▸ **INSTRUCTION**: Lay out the records below as a Markdown table with two columns, No. and Line. Give each non-blank line its own numbered row and skip blank lines.

##### DATA ROWS

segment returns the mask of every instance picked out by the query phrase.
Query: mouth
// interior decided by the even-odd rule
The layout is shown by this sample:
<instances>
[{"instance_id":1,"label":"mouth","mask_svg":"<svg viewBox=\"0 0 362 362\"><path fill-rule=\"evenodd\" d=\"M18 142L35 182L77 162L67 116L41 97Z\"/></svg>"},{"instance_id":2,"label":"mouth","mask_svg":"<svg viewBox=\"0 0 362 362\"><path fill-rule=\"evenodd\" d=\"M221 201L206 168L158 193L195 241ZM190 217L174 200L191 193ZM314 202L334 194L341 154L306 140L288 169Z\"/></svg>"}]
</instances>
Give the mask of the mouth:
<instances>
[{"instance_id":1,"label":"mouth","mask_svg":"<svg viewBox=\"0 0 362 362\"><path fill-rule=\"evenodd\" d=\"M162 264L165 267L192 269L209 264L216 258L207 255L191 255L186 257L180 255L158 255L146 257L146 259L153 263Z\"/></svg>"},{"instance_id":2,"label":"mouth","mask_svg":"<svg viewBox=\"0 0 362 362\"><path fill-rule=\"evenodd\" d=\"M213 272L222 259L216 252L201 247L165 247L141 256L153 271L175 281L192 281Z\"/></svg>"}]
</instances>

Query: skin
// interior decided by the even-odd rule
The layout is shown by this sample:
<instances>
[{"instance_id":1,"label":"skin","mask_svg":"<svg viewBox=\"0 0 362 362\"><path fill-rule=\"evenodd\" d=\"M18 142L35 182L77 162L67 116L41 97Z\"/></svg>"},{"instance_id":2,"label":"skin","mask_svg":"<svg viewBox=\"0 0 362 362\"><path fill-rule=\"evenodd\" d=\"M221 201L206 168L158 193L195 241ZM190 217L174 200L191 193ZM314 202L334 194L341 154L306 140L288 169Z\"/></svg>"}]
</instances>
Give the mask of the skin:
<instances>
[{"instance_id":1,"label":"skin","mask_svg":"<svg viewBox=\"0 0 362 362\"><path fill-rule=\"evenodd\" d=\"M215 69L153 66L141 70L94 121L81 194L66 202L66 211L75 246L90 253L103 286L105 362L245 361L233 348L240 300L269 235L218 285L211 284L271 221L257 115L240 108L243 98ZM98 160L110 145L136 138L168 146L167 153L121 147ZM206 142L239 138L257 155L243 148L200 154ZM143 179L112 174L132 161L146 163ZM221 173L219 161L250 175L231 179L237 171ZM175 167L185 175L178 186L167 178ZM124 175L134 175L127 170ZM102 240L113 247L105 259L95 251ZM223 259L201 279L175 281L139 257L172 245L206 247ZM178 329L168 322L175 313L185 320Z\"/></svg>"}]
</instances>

##########

▸ **SOLVED EXERCISE**:
| No. | Line |
|---|---|
| 1 | segment returns the mask of every instance picked out by the query phrase. |
| 2 | Query: mouth |
| 3 | // interior decided by the even-odd rule |
| 4 | The layout is shown by this sample: |
| 5 | <instances> |
| 6 | [{"instance_id":1,"label":"mouth","mask_svg":"<svg viewBox=\"0 0 362 362\"><path fill-rule=\"evenodd\" d=\"M18 142L35 182L77 162L67 116L41 97Z\"/></svg>"},{"instance_id":2,"label":"mouth","mask_svg":"<svg viewBox=\"0 0 362 362\"><path fill-rule=\"evenodd\" d=\"M221 201L206 168L158 193L195 241ZM190 217L174 200L191 193ZM314 202L334 194L341 154L306 140L288 169Z\"/></svg>"}] |
| 7 | </instances> |
| 8 | Give the mask of the mouth: |
| 9 | <instances> |
| 10 | [{"instance_id":1,"label":"mouth","mask_svg":"<svg viewBox=\"0 0 362 362\"><path fill-rule=\"evenodd\" d=\"M162 264L165 267L192 269L209 264L216 258L207 255L191 255L186 257L180 255L158 255L146 257L146 259L153 263Z\"/></svg>"},{"instance_id":2,"label":"mouth","mask_svg":"<svg viewBox=\"0 0 362 362\"><path fill-rule=\"evenodd\" d=\"M213 272L222 259L216 252L201 247L165 247L141 256L153 271L175 281L192 281Z\"/></svg>"}] |
| 11 | </instances> |
| 12 | Query: skin |
| 13 | // interior decided by the even-odd rule |
| 14 | The layout is shown by this sample: |
| 15 | <instances> |
| 16 | [{"instance_id":1,"label":"skin","mask_svg":"<svg viewBox=\"0 0 362 362\"><path fill-rule=\"evenodd\" d=\"M18 142L35 182L77 162L67 116L41 97Z\"/></svg>"},{"instance_id":2,"label":"skin","mask_svg":"<svg viewBox=\"0 0 362 362\"><path fill-rule=\"evenodd\" d=\"M221 201L206 168L158 193L195 241ZM190 217L174 200L191 193ZM314 202L334 194L341 154L306 140L288 169Z\"/></svg>"}] |
| 17 | </instances> |
| 18 | Give the mask of the skin: |
| 19 | <instances> |
| 20 | [{"instance_id":1,"label":"skin","mask_svg":"<svg viewBox=\"0 0 362 362\"><path fill-rule=\"evenodd\" d=\"M215 69L153 66L141 70L94 121L81 194L66 202L66 211L75 246L90 253L103 286L105 362L245 361L233 348L240 300L269 235L218 285L211 284L271 221L257 115L240 108L243 98ZM98 160L110 145L136 138L168 146L167 153L121 147ZM206 142L239 138L257 155L243 148L200 154ZM143 179L112 174L132 161L146 163ZM221 173L219 161L250 175L231 179L237 171ZM175 167L185 175L178 186L167 178ZM124 175L134 175L127 170ZM102 240L113 247L105 259L95 251ZM223 259L201 279L175 281L139 257L172 245L206 247ZM178 329L168 322L175 313L185 320Z\"/></svg>"}] |
| 21 | </instances> |